- The Washington Times - Wednesday, September 10, 2003

Tom Duke, who was working in the south tower of the World Trade Center on September 11, remembers it like it happened yesterday. As a principal in investment banking at Sandler, O’Neill and Partners, Mr. Duke, 57, arrived at his office at 8 that morning. The Alexandria resident had commuted on an early morning flight to New York City.

After hearing an explosion, he was told by a colleague that a plane had hit the north tower. Mr. Duke and several other people in his office decided to leave the building, opting to take the stairs from the 104th floor instead of the elevator.

Mr. Duke returned to his desk to put on his suit jacket — to make sure he looked professional. He thought the worst thing that would happen was that the buildings would be smoky.

“I lost 66 co-workers that day,” Mr. Duke says. “I lost my best friends. … It was an evil act. I don’t know how you justify an act like this. It’s horrendous that so many people should have to suffer.”

Since the beginning of time, evil has plagued mankind in one form or another. Every generation seems to have at least one event that brings questions about the matter to the forefront of society.

However, the average American is not equipped to think through the predicament, says Os Guinness, author of “The American Hour” and “Time for Truth.”

“September 11 caught America as off-guard intellectually and culturally as it did in terms of intelligence and defense,” says Mr. Guinness, who is writing a book on evil to be published next year by Harper San Francisco. “We’ve defined deviancy down. … People thought of evil as ‘good guy, bad guy,’ which owes more to Westerns and fairy tales than it does to a good understanding of human nature.”

The reasons for evil, he says, depend on a person’s worldview. According to the Judeo-Christian tradition, humanity descended to a fallen state when sin entered the world in the Garden of Eden at the tempting of Satan.

Mr. Guinness says the Constitution calls for a separation of power in the federal government for the specific reason of limiting sin.

Societal trends have weakened Americans’ view of evil, he says. Progressivism, for example, teaches the idea that human beings become better over time, but September 11 reveals that people are as good as or better than ever at causing corruption.

Mr. Guinness says postmodern thought has debunked labels, making it worse to judge evil than to commit it, and that many people have turned to psychology in the mistaken belief that therapy will solve all dysfunction.

_Recorded data:_
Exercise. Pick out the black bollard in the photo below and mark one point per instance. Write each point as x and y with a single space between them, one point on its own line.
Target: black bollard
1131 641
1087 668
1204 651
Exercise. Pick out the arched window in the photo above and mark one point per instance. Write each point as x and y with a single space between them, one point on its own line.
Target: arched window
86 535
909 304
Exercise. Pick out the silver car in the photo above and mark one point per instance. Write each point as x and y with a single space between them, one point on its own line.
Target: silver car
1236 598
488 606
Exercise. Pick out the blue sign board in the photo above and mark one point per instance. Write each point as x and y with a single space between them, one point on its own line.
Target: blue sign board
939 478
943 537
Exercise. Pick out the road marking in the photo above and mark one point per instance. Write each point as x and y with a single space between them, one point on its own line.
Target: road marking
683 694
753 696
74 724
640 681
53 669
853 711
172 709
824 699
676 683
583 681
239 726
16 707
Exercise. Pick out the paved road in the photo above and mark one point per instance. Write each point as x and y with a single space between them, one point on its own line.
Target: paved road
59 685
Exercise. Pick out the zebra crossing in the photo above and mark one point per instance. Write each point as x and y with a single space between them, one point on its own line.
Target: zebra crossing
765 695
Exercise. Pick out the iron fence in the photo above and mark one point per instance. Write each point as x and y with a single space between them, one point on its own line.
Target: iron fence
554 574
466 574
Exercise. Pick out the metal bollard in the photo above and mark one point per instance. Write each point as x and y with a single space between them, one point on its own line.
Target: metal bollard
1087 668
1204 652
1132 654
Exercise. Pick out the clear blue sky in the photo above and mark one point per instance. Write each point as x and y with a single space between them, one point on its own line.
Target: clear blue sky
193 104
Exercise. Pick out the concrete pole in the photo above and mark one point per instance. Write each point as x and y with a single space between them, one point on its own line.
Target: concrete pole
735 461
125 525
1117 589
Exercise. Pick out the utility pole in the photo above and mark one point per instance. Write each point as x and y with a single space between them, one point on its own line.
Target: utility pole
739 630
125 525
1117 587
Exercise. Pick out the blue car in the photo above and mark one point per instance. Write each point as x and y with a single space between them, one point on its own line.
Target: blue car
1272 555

_Directions:_
(1) Check each statement against the article on evil and September 11, answering yes or no and quoting the words of the article that decide it. (a) Mr. Duke and others left the 104th floor by elevator. (b) Mr. Guinness's book on evil is to be published by Harper San Francisco. (c) Mr. Duke reached his office at 9 that morning.
(2) Write the next few paragraphs of the article on evil and September 11, picking up after its final sentence.

_Results of the exercise:_
(1)
(a) No: "opting to take the stairs from the 104th floor instead of the elevator."
(b) Yes: "who is writing a book on evil to be published next year by Harper San Francisco."
(c) No: "arrived at his office at 8 that morning."

(2)
Another ideological problem is what Mr. Guinness terms “Pollyannaism,” in which people choose to see only the positive in the world. Because of Western prosperity, he says, many Americans have been able to shelter themselves from pain and therefore display a naive, sentimental view of life.

“Many of those who said that September 11 was surreal had watched too many horror films and hadn’t seen real evil,” he says. “The 20th century was the most murderous century of all human history. Roughly, one-third of a billion human beings were killed by other human beings.”

Arnost Lustig, 76, who works as a professor of literature at American University in Northwest, lost his father, Emil, at Auschwitz, the most brutal of Adolf Hitler’s concentration camps during World War II.

Mr. Lustig, along with his mother, Terezie, and his sister, Hana, survived to tell about the horrors they experienced during their years as prisoners. Today, he is an author of several books concerning the Holocaust, including “Lovely Green Eyes.”

“One day, I saw 50 naked women marching naked in the rain,” he says. “Humiliation is evil. It is the worst crime on earth. If you kill someone, he is dead. If you humiliate him, he lives with it until the end of his days.”

Although Mr. Lustig, who was born in Czechoslovakia, says evil is incomprehensible, he believes that “morality is the mother of justice.” He says each person is responsible to judge between right and wrong, which is what differentiates human beings from animals.

“You know what evil is,” he says. “You feel it like love and justice. You can fight it.”

Forgiveness is one of the ways to combat evil, says Cornelius Plantinga Jr., president of Calvin Theological Seminary in Grand Rapids, Mich.

“At times, when a people is reeling from violence and cycles of revenge that loop around, it raises the question, ‘Who is going to cut the loop? Who is going to absorb evil without passing it on?’” he says. “That’s the only way cycles of revenge ever stop. … It makes the idea of the need for a savior much more possible.”

Mr. Plantinga, author of “Not The Way It’s Supposed to Be, A Breviary of Sin,” says if supernatural good does exist, many people wonder why God would create a world in which evil also could flourish. He suggests that God believes the risk is worth it, similar to the chance two people take when conceiving a child.

“Even if a child is a generator of evil, the child could be a generator of good and maybe at the end of the day the good would outweigh the evil,” he says. “What if you have a Heavenly Father who has a much clearer picture where everything is headed? If such a God decides to have children, we have to think that God thought it was worth it and has good reason to think so.”